# [Action item]
Return, without anything added, the lines from the one containing "Locate every instance of the window" through the end of the entries below, exactly as written.

# [Records]
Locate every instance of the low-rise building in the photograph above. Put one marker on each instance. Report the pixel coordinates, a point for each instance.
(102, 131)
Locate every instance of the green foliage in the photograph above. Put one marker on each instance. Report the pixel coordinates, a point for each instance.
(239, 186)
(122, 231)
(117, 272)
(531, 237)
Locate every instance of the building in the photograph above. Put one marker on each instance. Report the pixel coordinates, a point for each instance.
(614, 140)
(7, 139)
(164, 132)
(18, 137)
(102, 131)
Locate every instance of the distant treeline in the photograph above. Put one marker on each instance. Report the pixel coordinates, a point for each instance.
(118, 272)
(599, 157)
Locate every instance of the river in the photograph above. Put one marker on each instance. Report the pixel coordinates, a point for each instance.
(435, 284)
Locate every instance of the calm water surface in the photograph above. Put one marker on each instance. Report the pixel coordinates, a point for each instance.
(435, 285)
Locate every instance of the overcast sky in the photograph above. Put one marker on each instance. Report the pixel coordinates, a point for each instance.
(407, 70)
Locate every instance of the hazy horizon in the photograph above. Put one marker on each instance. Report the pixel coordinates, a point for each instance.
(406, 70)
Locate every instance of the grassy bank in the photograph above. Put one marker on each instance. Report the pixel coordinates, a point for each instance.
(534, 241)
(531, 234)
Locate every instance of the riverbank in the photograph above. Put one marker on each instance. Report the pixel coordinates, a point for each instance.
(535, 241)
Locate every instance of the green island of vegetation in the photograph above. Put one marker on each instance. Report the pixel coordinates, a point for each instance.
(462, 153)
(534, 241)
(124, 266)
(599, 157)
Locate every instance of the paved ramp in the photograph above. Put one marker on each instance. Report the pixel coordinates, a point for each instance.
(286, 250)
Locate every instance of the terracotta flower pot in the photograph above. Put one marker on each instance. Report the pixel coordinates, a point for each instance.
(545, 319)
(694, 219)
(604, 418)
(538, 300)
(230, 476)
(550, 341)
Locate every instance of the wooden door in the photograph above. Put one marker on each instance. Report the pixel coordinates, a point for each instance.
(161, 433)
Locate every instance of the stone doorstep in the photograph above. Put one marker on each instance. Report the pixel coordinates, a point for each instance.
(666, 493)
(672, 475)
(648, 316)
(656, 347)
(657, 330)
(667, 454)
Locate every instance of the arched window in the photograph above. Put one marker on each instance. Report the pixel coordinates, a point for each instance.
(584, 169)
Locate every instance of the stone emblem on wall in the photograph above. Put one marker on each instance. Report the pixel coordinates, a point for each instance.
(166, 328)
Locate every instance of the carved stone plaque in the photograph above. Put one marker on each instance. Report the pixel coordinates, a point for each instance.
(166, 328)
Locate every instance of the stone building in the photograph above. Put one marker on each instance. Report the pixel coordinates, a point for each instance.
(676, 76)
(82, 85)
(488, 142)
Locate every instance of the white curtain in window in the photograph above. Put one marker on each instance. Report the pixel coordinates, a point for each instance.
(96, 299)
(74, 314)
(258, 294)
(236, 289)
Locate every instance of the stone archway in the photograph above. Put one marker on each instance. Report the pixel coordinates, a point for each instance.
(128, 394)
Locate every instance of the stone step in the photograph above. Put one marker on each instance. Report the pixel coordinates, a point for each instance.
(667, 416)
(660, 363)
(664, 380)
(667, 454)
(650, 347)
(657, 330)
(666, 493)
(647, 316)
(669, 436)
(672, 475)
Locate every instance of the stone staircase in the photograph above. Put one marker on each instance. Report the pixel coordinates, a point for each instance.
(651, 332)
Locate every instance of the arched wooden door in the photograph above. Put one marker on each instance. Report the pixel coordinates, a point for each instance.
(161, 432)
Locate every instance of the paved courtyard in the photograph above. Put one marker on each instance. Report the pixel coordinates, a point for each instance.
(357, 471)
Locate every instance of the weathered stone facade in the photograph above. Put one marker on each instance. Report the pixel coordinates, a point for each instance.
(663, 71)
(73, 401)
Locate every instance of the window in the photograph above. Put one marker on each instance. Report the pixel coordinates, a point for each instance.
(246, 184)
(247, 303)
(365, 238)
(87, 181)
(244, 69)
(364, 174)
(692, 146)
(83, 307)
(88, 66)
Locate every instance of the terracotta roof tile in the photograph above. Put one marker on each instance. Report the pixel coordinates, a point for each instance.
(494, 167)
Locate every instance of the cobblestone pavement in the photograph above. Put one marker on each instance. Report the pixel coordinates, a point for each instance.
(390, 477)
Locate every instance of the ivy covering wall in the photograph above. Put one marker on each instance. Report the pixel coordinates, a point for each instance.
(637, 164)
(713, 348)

# [Reply]
Locate every instance of the window in the photograph above. Put one marker on each instance. Report the pixel coordinates, a point for each instance.
(246, 184)
(247, 303)
(365, 238)
(87, 181)
(244, 69)
(364, 174)
(692, 146)
(83, 307)
(88, 66)
Locate every instance of the terracotta roof tile in the photograph above. Put one marker on each instance. Report the pixel coordinates, a point for each instance.
(494, 167)
Locate every instance of the cobblestone pavement in the photograph above. Put one marker on each instance. Report the pixel coordinates, a point for each instance.
(390, 477)
Locate every instance of the ivy covering wall in the photograph above. Put one marker on each instance. Report the pixel coordinates, a point for each instance.
(637, 164)
(713, 348)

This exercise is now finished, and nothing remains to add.